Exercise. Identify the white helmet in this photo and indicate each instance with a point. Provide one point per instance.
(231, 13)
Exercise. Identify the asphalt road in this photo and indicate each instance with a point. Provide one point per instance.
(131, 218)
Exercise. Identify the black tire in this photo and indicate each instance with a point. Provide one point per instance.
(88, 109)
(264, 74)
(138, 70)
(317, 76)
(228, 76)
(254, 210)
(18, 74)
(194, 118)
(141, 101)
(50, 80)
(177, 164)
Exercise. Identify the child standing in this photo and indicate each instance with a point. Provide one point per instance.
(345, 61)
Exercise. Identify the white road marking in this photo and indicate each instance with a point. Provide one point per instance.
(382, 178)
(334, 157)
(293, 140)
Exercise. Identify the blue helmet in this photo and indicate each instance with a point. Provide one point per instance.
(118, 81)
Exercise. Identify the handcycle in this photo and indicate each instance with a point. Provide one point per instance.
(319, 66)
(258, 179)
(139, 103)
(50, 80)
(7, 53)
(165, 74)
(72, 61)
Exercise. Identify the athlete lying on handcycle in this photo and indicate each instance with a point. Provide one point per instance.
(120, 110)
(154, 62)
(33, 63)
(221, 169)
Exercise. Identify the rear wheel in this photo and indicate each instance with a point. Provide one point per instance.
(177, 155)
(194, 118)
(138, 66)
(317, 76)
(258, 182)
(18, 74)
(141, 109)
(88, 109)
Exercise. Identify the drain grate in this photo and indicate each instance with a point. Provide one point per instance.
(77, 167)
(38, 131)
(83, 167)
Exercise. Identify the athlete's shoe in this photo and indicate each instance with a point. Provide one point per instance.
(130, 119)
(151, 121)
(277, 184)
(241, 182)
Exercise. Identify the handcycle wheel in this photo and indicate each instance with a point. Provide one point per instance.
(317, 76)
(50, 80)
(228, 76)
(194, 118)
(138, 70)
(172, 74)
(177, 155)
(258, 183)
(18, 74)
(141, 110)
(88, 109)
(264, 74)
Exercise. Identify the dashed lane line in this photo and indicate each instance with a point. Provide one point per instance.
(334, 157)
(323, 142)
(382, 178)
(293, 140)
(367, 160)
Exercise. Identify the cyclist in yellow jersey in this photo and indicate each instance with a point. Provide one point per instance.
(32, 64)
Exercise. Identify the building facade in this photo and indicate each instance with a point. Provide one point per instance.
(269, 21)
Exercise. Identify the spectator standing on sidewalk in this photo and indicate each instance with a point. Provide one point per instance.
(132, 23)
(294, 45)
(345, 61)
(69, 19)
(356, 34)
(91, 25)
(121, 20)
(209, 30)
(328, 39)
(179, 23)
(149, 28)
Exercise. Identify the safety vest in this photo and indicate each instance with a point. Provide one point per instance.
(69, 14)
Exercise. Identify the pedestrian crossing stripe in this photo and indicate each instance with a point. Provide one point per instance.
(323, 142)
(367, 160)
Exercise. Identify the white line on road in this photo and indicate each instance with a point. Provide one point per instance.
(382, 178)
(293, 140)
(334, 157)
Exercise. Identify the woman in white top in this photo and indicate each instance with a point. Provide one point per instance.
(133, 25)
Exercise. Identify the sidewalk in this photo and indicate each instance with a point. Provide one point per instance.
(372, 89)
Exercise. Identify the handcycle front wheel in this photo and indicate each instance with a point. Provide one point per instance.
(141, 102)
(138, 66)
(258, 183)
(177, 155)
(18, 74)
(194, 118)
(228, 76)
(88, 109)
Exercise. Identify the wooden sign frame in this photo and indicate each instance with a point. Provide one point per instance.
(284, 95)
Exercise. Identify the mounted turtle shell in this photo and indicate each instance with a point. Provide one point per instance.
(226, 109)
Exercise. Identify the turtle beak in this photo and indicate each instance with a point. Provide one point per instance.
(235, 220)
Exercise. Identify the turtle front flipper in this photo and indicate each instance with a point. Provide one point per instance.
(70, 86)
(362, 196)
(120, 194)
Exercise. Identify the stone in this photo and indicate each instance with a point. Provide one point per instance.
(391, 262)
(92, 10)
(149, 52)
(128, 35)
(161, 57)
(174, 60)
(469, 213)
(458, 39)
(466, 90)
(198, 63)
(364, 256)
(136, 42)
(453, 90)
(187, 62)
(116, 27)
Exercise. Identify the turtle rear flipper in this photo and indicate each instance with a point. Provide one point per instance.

——————

# WORK INSTRUCTION
Please copy the data above in its entirety, exactly as written.

# ANSWER SECTION
Exercise. Identify the white helmet in this photo and indicate each instance with a point. Provide one point per instance.
(231, 13)
Exercise. Identify the asphalt road in this photo and indicate each instance with a point. Provide one point per instance.
(131, 218)
Exercise. Identify the black tire in this photo and indicate each instance with a point. Provide one point per instance.
(88, 109)
(264, 74)
(138, 70)
(317, 76)
(228, 76)
(254, 210)
(18, 74)
(194, 118)
(141, 101)
(50, 80)
(177, 164)
Exercise. Identify the child standing in this photo and indicate each instance with a point. Provide one point per instance.
(345, 61)
Exercise. Identify the white road marking in this photo and indicate each instance with a point. Provide one point per instance.
(382, 178)
(334, 157)
(293, 140)
Exercise. Identify the blue helmet in this photo and indicate each instance with a point. Provide one point per instance.
(118, 81)
Exercise. Identify the handcycle in this photo and indicate each instance with a point. Provide one point per instance.
(319, 66)
(258, 179)
(139, 103)
(50, 80)
(7, 53)
(165, 74)
(72, 61)
Exercise. Identify the athlete lying on handcycle in this photo and indicate each instance with a point. Provide one point per instance.
(120, 110)
(154, 62)
(33, 63)
(221, 169)
Exercise. Identify the rear wheel in this photo and indicate each instance with a point. Provide one point per instance.
(177, 155)
(194, 118)
(138, 66)
(317, 76)
(258, 182)
(18, 74)
(141, 109)
(88, 109)
Exercise. Identify the drain grate in this photo and indicate each instance with a point. Provide one point per instance.
(77, 167)
(38, 131)
(83, 167)
Exercise. Identify the athlete's shoe in this photo and indicate each instance with a point. Provide one point per instance.
(130, 119)
(151, 121)
(277, 184)
(241, 182)
Exercise. Identify the handcycle wheel in this photo and indicate each instance with a point. Provide one point per instance.
(317, 76)
(50, 80)
(228, 76)
(194, 118)
(138, 70)
(172, 74)
(177, 155)
(258, 183)
(18, 74)
(141, 110)
(88, 109)
(264, 74)
Exercise. Identify the dashed lane line in this photo and indicate each instance with a point. Provide one point per instance.
(334, 157)
(323, 142)
(382, 178)
(293, 140)
(367, 160)
Exercise. Identify the cyclist in yellow jersey in this photo and indicate each instance with a point. Provide one point per instance.
(32, 64)
Exercise. Identify the building facade in this photo and indicate each instance with a point. Provide one point per instance.
(269, 21)
Exercise. Identify the spectator standing on sidewalk in this photo and indicate each instance with a point. Provide one point per instance.
(132, 23)
(294, 45)
(345, 61)
(69, 19)
(356, 34)
(91, 25)
(121, 20)
(209, 30)
(328, 39)
(179, 23)
(149, 28)
Exercise. Identify the safety vest in this photo and indicate each instance with a point. Provide one point per instance.
(69, 14)
Exercise. Identify the pedestrian crossing stripe in this photo and indicate each instance with a point. Provide one point per instance.
(323, 142)
(367, 160)
Exercise. Identify the white line on road in this photo and indicate each instance with a point. Provide one point per instance.
(382, 178)
(293, 140)
(334, 157)
Exercise. Identify the woman in white top in this photo and indicate each instance with a point. Provide one point per instance.
(133, 25)
Exercise. Identify the sidewalk in this photo and indicate each instance with a point. Provide one point per instance.
(372, 89)
Exercise. Identify the handcycle front wheel in this photo and indicate each instance with a point. Provide one point per instance.
(141, 102)
(138, 66)
(258, 183)
(177, 155)
(18, 74)
(194, 118)
(228, 76)
(88, 109)
Exercise. Identify the wooden sign frame in this photo and indicate each instance with a point. Provide one point per instance.
(284, 95)
Exercise. Identify the mounted turtle shell in this photo and indicate each instance with a point. Provide one point per instance.
(226, 109)
Exercise. Identify the turtle beak in this photo and indicate each instance with a point. Provide one point per instance.
(235, 220)
Exercise. Identify the turtle front flipper in this photo and indicate each instance with a point. Provide one point per instance.
(70, 86)
(362, 196)
(120, 194)
Exercise. Identify the stone in this photo and indicate each instance with a point. Provide one point per instance.
(391, 262)
(92, 10)
(149, 52)
(128, 35)
(161, 57)
(174, 60)
(469, 213)
(458, 39)
(466, 90)
(198, 63)
(364, 256)
(136, 42)
(453, 90)
(187, 62)
(116, 27)
Exercise. Identify the turtle rear flipper in this photo and indicate each instance with a point. Provide one point per instance.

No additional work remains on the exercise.